▶ **ACTIVITY**
In the entries below, which lines run from the one containing "x=187, y=205" to the one containing "x=230, y=245"? Copy exactly those lines, ends included, and no others.

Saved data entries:
::::::::
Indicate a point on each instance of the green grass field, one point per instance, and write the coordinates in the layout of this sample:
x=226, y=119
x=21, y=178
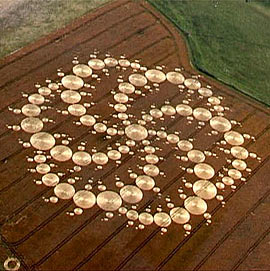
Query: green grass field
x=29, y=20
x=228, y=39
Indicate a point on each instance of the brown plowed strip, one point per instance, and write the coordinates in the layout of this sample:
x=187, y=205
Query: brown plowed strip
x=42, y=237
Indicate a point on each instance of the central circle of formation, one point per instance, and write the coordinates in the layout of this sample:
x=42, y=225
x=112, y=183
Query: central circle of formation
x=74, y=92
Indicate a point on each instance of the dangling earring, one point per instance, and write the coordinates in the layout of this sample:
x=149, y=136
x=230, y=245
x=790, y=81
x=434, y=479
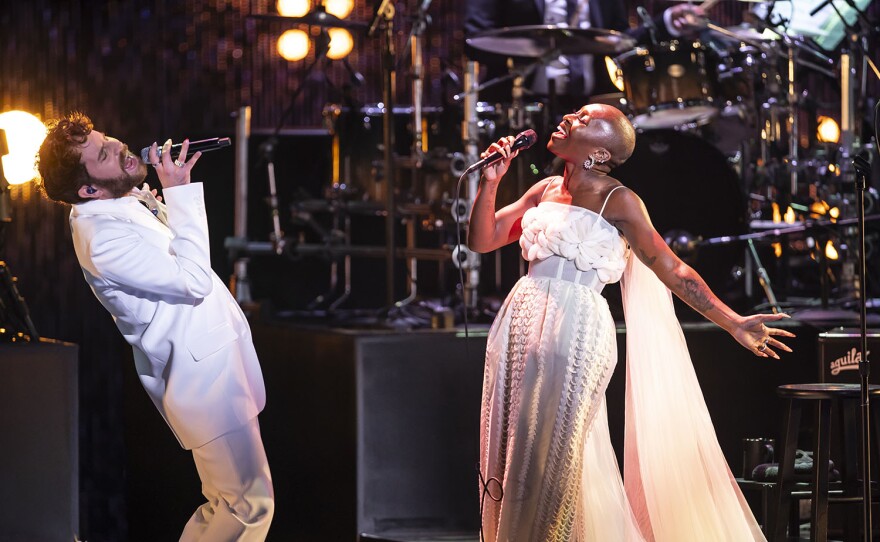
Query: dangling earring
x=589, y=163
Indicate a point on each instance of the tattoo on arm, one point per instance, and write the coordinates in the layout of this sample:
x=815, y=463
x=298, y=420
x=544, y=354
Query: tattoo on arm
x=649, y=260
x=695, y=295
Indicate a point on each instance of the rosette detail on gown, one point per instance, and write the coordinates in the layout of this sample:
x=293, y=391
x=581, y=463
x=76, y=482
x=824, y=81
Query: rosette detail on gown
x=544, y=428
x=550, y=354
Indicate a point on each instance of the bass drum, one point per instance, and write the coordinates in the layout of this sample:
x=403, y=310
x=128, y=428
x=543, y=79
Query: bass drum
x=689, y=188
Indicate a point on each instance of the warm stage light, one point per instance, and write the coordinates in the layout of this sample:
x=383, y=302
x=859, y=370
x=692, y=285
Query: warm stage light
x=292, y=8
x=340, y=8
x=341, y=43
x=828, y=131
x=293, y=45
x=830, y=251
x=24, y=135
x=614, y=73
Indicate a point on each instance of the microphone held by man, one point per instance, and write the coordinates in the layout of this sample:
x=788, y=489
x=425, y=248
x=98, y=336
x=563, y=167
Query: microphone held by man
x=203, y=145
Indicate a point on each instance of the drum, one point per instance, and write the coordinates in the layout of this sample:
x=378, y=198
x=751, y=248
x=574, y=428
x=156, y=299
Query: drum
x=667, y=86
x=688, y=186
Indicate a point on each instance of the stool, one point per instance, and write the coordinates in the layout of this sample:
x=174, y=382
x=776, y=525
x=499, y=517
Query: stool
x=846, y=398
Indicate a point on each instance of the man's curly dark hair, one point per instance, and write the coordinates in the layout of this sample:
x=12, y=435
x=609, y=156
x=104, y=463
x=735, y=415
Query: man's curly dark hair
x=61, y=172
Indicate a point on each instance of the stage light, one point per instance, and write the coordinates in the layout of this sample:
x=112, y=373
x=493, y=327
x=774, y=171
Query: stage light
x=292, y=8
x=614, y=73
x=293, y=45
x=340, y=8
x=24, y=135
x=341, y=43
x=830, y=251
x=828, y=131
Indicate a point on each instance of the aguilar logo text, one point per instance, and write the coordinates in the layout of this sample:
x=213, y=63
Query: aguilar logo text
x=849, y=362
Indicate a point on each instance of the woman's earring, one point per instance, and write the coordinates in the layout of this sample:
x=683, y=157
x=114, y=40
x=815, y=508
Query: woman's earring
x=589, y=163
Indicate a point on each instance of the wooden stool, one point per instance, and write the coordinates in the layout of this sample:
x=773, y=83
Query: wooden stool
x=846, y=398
::::::::
▶ **WRITTEN ANSWER**
x=187, y=205
Query: brown plowed strip
x=42, y=237
Indicate a point on each instance of the central circle of formation, one point per instance, and write the coordinates in the layout of this sample:
x=42, y=225
x=112, y=183
Query: central circle of formation
x=74, y=92
Indicate a point on each instance of the dangling earring, one point per instance, and write the coordinates in the layout of this sample:
x=149, y=136
x=230, y=245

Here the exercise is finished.